Exercises to complete ->
a – Rewrite the paragraph of the post about archiving Usenet articles that begins "So far I've read through the NNTP specs" as a short bulleted list, keeping its main facts.
b – Resume the post about archiving Usenet articles from its final line and write what comes next.

Document segment ->
Then, where basically it's in part an exercise
in vanity, I've been cultivating some various
notions of how to generate some summaries or
reports of various post, articles, threads, and
authors, toward the specialization of the cultivation
of summary for reporting and research purposes.

So, I wonder others' idea about such a thing and
how they might see it as a reasonably fruitful
thing, basically for the enjoyment and for the
most direct purposes of the authors of the posts.

I invite comment, as I have begun to carry this out.

Ross A. Finlayson

Dec 2, 2016, 2:19:23 PM12/2/16
So far I've read through the NNTP specs and looked
a bit at the INND code. Then, the general idea is
to define a filesystem layout convention, that then
would be used for articles, then for having those
on virtual disks (eg, "EBS volumes") or cloud storage
(eg, "S3") in essentially a Write-Once-Read-Many
configuration, where the goal is to implement data
structures that have a forward state machine so that
they remain consistent with unreliable computing
resources (eg, "runtimes on EC2 hosts"), and that
are readily cacheable (and horizontally scaleable).

Then, the runtimes are of the collection and maintenance
of posts ("infeeds" and "outfeeds", backfills), about
summary generation (overview, metadata, key extraction,
information content, working up auto-correlation), then
reader servers, then some maintenance and admin. As a
usual software design principle there is a goal of the
both "stack-on-a-box" and also "abstraction of resources"
and a usual separation of domain, library, routine, and
runtime logic.

So basically it looks like:
1) gather mbox files of sci.math and sci.logic
2) copy those to archive inputs
3) break those out into a filesystem layout for each article
(there are various filesystems that support this many files
these days)
4) generate partition and overview summaries
5) generate various revisioning schemes (the "article numbers"
of the various servers)

Provided data ->

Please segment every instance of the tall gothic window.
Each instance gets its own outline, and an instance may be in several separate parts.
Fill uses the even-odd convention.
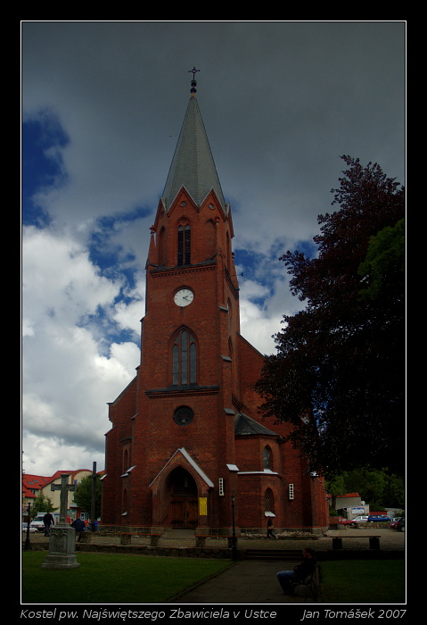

Final results ->
a –
- The NNTP specs have been read and the INND code looked at briefly.
- The plan is to define a filesystem layout convention for articles.
- The articles would sit on virtual disks (e.g., EBS volumes) or cloud storage (e.g., S3) in a Write-Once-Read-Many setup.
- The data structures would use a forward state machine so they stay consistent on unreliable computing resources (e.g., runtimes on EC2 hosts).
- They should be easy to cache and scale horizontally.

b –
6) figure out the incremental addition and periodic truncation
7) establish a low-cost but high-availability endpoint runtime
8) make elastic/auto-scaling service routine behind that
9) have opportunistic / low cost periodic maintenance
10) emit that as a configuration that anybody can run
as "stack-on-a-box" or with usual "free tier" cloud accounts

Ross A. Finlayson

Dec 4, 2016, 9:45:04 PM12/4/16
I've looked into this a bit more and the implementation is
starting to look along these lines.

First there's the ingestion side, or "infeed", basically
the infeed connects and pushes articles. Here then the
basic store of the articles will be an object store (or
here "S3" as an example object store). This is durable
and the object keys are the article's "unique" message-id.

If the message-id already exists in the store, then the
infeed just continues.

The article is stored with matching the message-id, noting
the body offset, and counting the lines, and storing that
with the object. Then, the message-id pushed to
a queue, can also have the headers as extracted from
the article, that are relevant to the article and overview,
and the arrival date or effective arrival date. The slow-
and-steady database worker (or, distributed data structure
on "Dynamo tables") then retrieves a queue item, at some
metered rate, and gets an article number for each of the
newsgroups (by some conditional update that might starve a thread)
for each group that is in the newsgroups of the article and
some "all" newsgroup, so that each article also has a (sequential) number.

Assigning a sequence is a bit the wicket, because, here
there's basically "eventual consistency" and "forward safe"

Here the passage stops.